_Data_
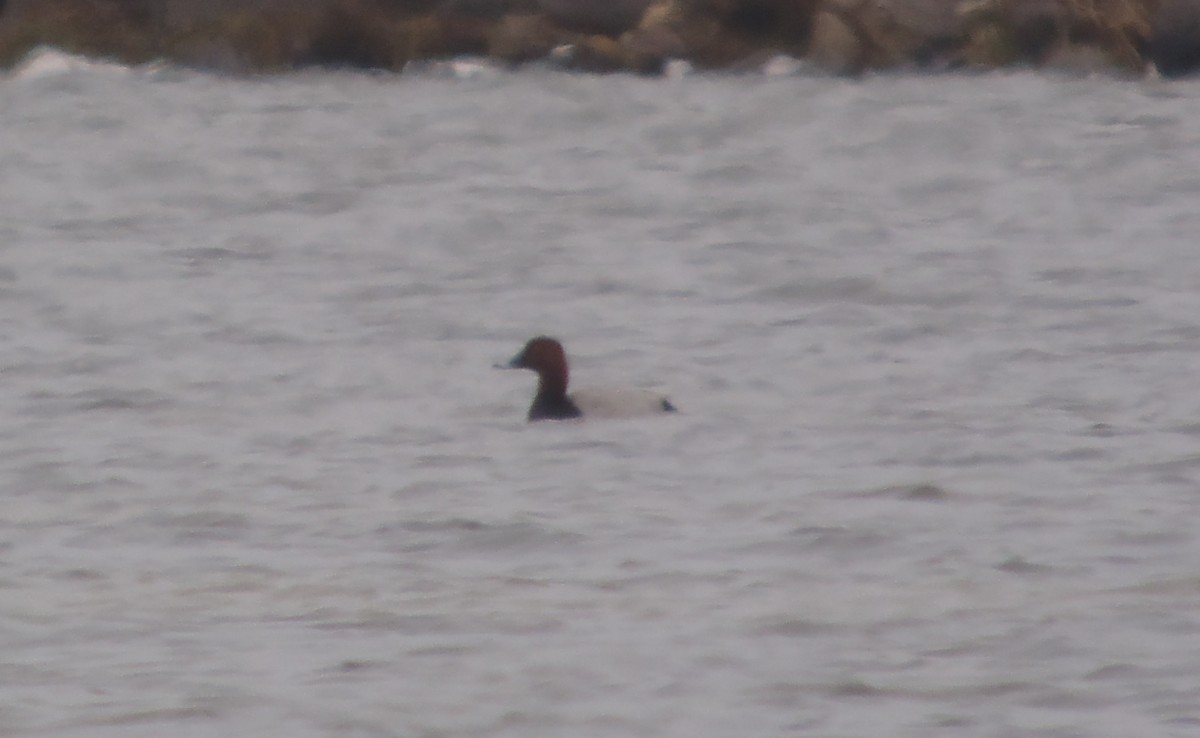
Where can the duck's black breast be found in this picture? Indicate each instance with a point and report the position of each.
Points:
(553, 407)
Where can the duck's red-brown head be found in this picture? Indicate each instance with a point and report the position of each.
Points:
(546, 357)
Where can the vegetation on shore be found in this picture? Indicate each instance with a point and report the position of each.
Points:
(844, 36)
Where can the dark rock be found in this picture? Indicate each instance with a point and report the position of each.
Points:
(519, 39)
(485, 10)
(605, 17)
(1175, 37)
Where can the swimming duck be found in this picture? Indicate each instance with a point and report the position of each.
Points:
(546, 357)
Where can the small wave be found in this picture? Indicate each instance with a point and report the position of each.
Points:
(48, 61)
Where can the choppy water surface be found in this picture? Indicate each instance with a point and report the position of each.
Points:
(935, 340)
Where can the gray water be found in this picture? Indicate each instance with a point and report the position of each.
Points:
(935, 342)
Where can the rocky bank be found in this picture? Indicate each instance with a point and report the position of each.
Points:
(639, 36)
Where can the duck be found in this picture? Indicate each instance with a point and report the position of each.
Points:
(546, 357)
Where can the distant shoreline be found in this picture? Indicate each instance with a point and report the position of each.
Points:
(1122, 37)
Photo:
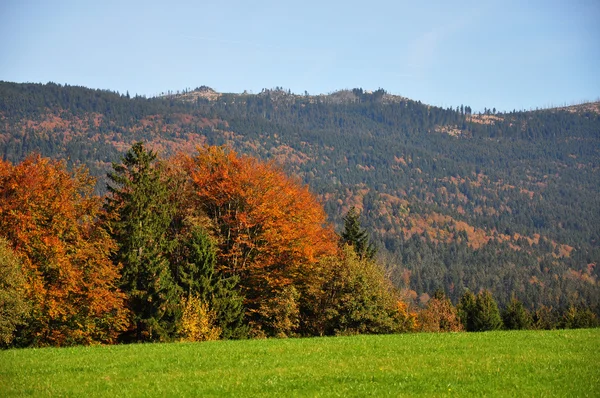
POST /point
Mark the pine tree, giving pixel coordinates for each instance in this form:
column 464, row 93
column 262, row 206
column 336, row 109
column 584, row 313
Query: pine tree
column 198, row 278
column 516, row 317
column 487, row 315
column 357, row 237
column 466, row 310
column 139, row 213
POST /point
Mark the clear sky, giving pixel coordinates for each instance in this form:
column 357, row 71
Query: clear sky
column 499, row 53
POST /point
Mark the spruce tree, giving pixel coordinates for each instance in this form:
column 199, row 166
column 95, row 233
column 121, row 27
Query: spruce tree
column 466, row 310
column 487, row 315
column 196, row 275
column 139, row 213
column 356, row 236
column 516, row 317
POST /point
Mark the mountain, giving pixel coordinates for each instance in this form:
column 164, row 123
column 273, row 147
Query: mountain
column 454, row 199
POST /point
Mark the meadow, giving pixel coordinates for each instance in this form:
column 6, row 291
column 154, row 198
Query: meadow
column 517, row 363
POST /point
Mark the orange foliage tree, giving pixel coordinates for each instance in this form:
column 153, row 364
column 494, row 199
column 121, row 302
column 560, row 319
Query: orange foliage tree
column 49, row 217
column 272, row 231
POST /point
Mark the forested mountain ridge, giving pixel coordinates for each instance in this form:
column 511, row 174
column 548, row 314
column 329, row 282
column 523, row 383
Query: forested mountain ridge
column 454, row 199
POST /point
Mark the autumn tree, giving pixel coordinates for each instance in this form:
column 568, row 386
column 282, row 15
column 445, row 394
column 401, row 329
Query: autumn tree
column 439, row 315
column 271, row 230
column 140, row 209
column 49, row 215
column 355, row 236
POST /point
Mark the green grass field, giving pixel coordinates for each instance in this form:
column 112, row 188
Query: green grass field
column 556, row 363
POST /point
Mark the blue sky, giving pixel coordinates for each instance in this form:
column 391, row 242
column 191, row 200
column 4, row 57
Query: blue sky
column 502, row 54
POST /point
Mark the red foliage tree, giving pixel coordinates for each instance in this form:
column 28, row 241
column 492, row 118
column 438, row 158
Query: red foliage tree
column 49, row 216
column 272, row 229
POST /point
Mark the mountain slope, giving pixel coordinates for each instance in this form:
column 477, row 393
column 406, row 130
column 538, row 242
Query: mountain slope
column 455, row 200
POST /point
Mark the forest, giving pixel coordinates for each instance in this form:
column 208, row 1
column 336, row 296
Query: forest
column 204, row 247
column 454, row 201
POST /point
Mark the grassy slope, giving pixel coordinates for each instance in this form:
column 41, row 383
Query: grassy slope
column 556, row 363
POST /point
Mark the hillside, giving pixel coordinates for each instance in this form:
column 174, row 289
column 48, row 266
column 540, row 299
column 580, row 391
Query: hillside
column 455, row 200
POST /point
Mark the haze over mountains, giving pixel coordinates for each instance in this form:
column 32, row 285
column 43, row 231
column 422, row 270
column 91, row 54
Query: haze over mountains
column 454, row 199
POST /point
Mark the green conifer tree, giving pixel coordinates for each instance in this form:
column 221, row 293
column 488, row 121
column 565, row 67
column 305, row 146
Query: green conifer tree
column 356, row 236
column 487, row 315
column 515, row 316
column 197, row 277
column 139, row 213
column 466, row 310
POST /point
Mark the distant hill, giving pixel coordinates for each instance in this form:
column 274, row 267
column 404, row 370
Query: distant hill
column 454, row 199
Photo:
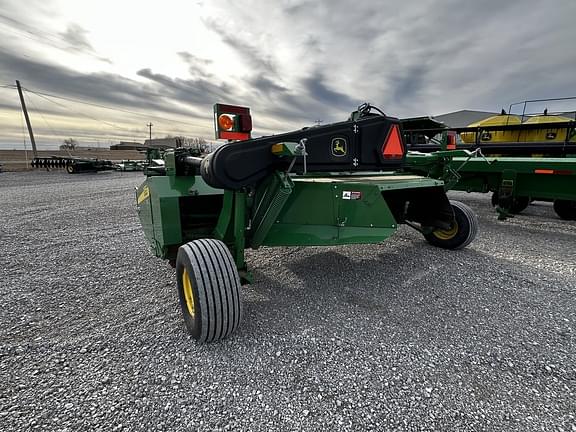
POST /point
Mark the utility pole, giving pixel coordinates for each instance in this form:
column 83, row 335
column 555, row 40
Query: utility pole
column 27, row 119
column 150, row 128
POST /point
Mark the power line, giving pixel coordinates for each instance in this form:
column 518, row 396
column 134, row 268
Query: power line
column 82, row 114
column 115, row 109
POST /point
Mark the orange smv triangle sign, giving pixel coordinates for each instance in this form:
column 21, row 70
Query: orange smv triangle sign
column 392, row 147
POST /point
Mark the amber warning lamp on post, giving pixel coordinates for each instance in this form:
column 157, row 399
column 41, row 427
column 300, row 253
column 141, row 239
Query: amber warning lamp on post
column 232, row 122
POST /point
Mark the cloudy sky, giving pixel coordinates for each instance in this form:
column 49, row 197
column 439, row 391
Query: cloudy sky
column 117, row 65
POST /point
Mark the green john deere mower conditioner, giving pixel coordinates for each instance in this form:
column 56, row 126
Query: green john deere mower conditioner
column 336, row 184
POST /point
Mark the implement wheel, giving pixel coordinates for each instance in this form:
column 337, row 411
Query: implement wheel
column 209, row 289
column 462, row 231
column 566, row 209
column 519, row 204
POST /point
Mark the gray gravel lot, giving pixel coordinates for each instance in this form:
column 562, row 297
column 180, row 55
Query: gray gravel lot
column 394, row 336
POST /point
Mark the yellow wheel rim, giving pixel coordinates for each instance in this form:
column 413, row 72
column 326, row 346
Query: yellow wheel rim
column 188, row 295
column 446, row 234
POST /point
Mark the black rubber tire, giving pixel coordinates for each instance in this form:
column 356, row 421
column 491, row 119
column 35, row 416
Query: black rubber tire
column 566, row 209
column 461, row 234
column 215, row 287
column 519, row 204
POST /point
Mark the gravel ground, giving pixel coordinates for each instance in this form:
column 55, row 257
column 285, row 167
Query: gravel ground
column 394, row 336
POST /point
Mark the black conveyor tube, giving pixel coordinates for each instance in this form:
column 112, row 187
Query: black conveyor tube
column 192, row 161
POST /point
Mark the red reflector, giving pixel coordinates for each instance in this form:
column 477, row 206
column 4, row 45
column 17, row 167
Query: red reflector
column 451, row 144
column 239, row 136
column 392, row 147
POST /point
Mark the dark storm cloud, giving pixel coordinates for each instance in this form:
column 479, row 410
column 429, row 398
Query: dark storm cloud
column 265, row 85
column 104, row 88
column 253, row 56
column 196, row 66
column 190, row 90
column 317, row 89
column 76, row 37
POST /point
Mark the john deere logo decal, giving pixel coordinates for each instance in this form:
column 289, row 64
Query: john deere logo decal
column 339, row 147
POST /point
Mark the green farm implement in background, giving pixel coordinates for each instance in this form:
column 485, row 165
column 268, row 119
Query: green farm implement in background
column 342, row 183
column 515, row 172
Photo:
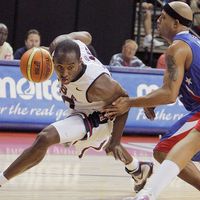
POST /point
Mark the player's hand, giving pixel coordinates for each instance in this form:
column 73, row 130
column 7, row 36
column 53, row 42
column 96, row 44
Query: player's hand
column 118, row 107
column 149, row 112
column 111, row 148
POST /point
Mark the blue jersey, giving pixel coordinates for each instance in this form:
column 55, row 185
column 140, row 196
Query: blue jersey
column 189, row 93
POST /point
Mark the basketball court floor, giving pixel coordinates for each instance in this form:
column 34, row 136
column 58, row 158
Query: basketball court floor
column 63, row 176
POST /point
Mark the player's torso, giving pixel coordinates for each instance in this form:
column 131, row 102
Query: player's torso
column 190, row 87
column 75, row 93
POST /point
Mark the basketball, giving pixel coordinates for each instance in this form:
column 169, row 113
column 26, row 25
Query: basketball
column 36, row 65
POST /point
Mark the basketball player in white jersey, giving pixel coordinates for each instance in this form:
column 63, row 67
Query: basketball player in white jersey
column 86, row 86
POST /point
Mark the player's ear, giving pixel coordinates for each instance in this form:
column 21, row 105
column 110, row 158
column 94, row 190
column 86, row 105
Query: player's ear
column 176, row 23
column 80, row 61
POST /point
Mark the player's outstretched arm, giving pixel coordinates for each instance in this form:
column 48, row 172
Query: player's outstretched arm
column 175, row 58
column 107, row 90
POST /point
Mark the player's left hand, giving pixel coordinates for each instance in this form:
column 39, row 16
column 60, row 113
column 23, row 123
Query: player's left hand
column 118, row 107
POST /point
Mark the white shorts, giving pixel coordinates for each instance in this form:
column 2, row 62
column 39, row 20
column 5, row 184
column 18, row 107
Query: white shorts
column 72, row 130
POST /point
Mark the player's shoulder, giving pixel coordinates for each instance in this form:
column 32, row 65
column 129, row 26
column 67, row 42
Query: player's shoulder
column 178, row 47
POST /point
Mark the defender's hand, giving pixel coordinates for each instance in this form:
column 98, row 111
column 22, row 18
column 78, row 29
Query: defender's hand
column 149, row 112
column 118, row 107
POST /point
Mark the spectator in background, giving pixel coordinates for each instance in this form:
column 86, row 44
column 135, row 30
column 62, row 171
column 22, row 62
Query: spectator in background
column 161, row 64
column 6, row 51
column 127, row 56
column 92, row 50
column 32, row 39
column 195, row 6
column 147, row 9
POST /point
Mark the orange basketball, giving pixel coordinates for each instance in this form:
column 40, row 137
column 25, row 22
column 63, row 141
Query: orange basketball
column 36, row 65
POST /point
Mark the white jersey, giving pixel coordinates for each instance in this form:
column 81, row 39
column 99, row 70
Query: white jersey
column 72, row 129
column 76, row 92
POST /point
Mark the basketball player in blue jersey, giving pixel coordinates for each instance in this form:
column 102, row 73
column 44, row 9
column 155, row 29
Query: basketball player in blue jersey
column 181, row 145
column 86, row 86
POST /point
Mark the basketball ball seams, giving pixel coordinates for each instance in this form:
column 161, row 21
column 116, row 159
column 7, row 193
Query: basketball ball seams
column 42, row 68
column 30, row 62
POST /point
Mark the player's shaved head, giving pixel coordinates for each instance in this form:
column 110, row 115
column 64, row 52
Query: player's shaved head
column 3, row 26
column 182, row 9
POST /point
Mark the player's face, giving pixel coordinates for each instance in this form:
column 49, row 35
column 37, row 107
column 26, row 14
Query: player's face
column 67, row 67
column 129, row 51
column 33, row 40
column 3, row 35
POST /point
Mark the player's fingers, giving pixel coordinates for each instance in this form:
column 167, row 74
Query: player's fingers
column 117, row 101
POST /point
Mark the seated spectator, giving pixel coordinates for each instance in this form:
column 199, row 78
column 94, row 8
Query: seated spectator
column 92, row 50
column 32, row 39
column 147, row 9
column 127, row 56
column 195, row 6
column 161, row 64
column 6, row 51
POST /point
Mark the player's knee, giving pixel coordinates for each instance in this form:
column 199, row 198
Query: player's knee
column 159, row 156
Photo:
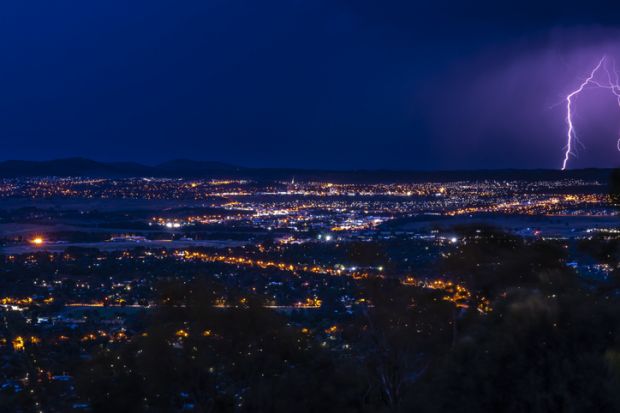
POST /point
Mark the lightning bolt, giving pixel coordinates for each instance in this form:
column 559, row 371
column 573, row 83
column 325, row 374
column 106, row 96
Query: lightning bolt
column 611, row 83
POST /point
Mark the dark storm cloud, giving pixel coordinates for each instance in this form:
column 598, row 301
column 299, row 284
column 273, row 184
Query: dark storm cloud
column 307, row 83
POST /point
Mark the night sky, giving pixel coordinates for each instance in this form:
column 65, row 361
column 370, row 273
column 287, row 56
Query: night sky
column 306, row 83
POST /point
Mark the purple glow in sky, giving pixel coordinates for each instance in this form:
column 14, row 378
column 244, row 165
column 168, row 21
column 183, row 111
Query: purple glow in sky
column 514, row 103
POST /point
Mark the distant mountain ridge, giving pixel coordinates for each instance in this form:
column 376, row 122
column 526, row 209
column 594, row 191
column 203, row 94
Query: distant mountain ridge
column 185, row 168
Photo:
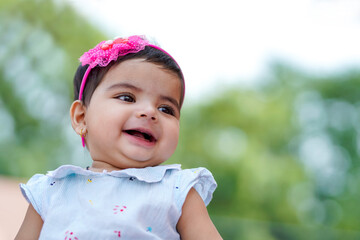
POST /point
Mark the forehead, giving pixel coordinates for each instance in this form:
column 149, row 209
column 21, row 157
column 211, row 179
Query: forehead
column 143, row 74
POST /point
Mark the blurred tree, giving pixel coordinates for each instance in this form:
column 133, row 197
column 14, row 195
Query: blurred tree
column 285, row 155
column 38, row 58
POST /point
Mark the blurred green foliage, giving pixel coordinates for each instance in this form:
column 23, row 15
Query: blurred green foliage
column 285, row 155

_Your task_
Please identify every line in the rows above that contains the word "defender" and copy each of those lines out in full.

_The output_
Mark the defender's hand, giving pixel coordinates for each instance in this form:
Query: defender's hand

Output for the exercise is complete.